» **Excerpt provided**:
++++++
A mother journey to become an advocate and a member of the local school board
Today’s guest author is Becky Harlan. Becky has been married to her wonderful husband for twenty-four years and they have two amazing kids. Their 14-year-old son and 13-year-old daughter were both adopted and they receive both of them when they were both 48 hours old. Becky takes great pride in her work as a special education advocate for the Arc of Chester County. Her life experiences are what made her the person she is today and she wants to share a little about that with you today. Becky’s hope that if one person can walk away from reading this today feeling less alone, that she did her job.
Being an advocate is not just my career. From the day we brought our daughter home, I have fought for her. You see, my daughter is on the Autism Spectrum with severe anxiety. This journey hasn’t been an easy one. Before she was diagnosed it was a constant battle getting doctors to hear me when I said she was on the spectrum, most wouldn’t listen because she was a girl. Even after her diagnosis, it like an all-out war just to get my daughter the correct supports she desperately needed in school.
++++++
» **Parts of the exercise**:
#1 Rewrite the stretch of the guest author piece from "A mother journey" through "did her job.", renaming "Becky" to "Rebecca" throughout.
#2 Please carry the guest author piece forward from its last sentence.

Stored data entries
++++++
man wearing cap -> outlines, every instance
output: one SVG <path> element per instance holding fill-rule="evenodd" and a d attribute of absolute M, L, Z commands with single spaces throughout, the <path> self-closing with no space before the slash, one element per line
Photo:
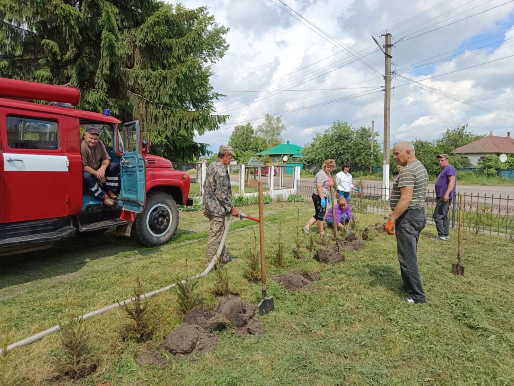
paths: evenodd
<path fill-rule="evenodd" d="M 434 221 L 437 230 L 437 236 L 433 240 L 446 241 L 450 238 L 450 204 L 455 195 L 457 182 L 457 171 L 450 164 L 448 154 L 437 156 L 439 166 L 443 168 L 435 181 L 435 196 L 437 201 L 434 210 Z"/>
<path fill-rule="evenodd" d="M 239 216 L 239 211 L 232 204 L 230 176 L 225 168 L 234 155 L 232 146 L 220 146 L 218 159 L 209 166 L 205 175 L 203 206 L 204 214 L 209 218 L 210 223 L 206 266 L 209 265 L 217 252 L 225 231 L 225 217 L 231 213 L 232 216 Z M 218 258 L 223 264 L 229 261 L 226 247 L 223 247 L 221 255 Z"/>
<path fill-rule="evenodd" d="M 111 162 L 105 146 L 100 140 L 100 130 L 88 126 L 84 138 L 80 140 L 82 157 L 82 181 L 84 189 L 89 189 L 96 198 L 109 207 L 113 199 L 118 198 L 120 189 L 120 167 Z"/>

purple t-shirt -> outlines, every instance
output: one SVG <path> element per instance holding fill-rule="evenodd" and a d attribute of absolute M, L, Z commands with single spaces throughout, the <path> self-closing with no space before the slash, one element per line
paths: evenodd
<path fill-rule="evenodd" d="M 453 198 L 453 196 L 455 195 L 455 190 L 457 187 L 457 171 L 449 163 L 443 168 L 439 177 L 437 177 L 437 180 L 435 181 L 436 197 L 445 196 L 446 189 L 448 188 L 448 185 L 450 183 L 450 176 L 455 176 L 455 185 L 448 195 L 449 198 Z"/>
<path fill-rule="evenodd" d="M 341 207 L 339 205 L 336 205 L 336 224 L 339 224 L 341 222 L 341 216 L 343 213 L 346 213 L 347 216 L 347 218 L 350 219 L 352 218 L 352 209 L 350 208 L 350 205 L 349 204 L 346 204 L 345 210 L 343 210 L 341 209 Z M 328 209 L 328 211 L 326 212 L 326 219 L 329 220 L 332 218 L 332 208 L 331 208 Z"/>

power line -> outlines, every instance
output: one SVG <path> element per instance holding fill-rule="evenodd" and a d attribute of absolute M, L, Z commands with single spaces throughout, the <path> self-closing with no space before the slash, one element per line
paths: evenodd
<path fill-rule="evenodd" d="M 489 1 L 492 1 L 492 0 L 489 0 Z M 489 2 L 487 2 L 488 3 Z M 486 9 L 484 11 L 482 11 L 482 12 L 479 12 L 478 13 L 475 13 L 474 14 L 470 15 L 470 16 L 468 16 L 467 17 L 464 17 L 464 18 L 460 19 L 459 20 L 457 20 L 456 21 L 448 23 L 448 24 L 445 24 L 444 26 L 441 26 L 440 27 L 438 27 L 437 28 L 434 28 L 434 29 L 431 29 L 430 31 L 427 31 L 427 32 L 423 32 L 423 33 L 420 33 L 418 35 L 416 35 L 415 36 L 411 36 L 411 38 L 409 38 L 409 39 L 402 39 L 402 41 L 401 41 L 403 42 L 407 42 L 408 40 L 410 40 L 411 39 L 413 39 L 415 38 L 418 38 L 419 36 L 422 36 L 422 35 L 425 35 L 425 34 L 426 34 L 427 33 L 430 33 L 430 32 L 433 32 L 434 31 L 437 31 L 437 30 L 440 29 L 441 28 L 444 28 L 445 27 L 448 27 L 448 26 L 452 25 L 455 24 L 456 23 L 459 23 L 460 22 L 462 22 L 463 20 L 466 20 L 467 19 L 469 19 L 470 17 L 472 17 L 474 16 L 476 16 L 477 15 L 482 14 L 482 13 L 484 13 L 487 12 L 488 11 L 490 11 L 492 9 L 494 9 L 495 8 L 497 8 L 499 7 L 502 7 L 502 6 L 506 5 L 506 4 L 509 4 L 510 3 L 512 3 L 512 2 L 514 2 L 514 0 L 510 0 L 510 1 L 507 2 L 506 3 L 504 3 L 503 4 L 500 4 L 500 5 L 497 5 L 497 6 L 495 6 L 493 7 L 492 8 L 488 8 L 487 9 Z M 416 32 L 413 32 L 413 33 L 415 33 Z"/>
++++++
» **Answers per task**:
#1
A mother journey to become an advocate and a member of the local school board
Today’s guest author is Rebecca Harlan. Rebecca has been married to her wonderful husband for twenty-four years and they have two amazing kids. Their 14-year-old son and 13-year-old daughter were both adopted and they receive both of them when they were both 48 hours old. Rebecca takes great pride in her work as a special education advocate for the Arc of Chester County. Her life experiences are what made her the person she is today and she wants to share a little about that with you today. Rebecca’s hope that if one person can walk away from reading this today feeling less alone, that she did her job.

#2
Our son who has a black belt in Tae Kwon Do and adores playing basketball was supposed to be the easy one; and I can honestly say, from birth to 6th grade he was! However, that all seem to change in the middle of 6th grade. All of a sudden, my little boy started skipping class, then elevated to eloping from the building. One day he left school at 8:30 am and not a soul knew where he had gone. Not a teacher, administrator, attendance secretary… no one person in that building knew that he was gone until I called the school at 2:00 asking where he was.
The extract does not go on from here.